--- Exercise input ---
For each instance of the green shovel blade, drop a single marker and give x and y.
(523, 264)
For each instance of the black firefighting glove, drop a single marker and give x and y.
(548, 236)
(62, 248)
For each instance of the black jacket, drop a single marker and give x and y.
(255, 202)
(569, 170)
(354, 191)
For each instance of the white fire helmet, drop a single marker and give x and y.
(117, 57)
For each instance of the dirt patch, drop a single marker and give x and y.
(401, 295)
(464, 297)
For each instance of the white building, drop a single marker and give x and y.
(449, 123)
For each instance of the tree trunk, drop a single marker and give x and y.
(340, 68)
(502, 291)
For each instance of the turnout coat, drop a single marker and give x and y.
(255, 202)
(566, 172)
---
Could you rewrite the entries from the line containing "For each instance of the turnout" through the end of the entries, keeping the request line, with every x and y coordinate in the answers multiplied by 0.4 and rounded to a whole number (halves round up)?

For each instance of the turnout coat, drop a single marker and give x and y.
(102, 81)
(226, 69)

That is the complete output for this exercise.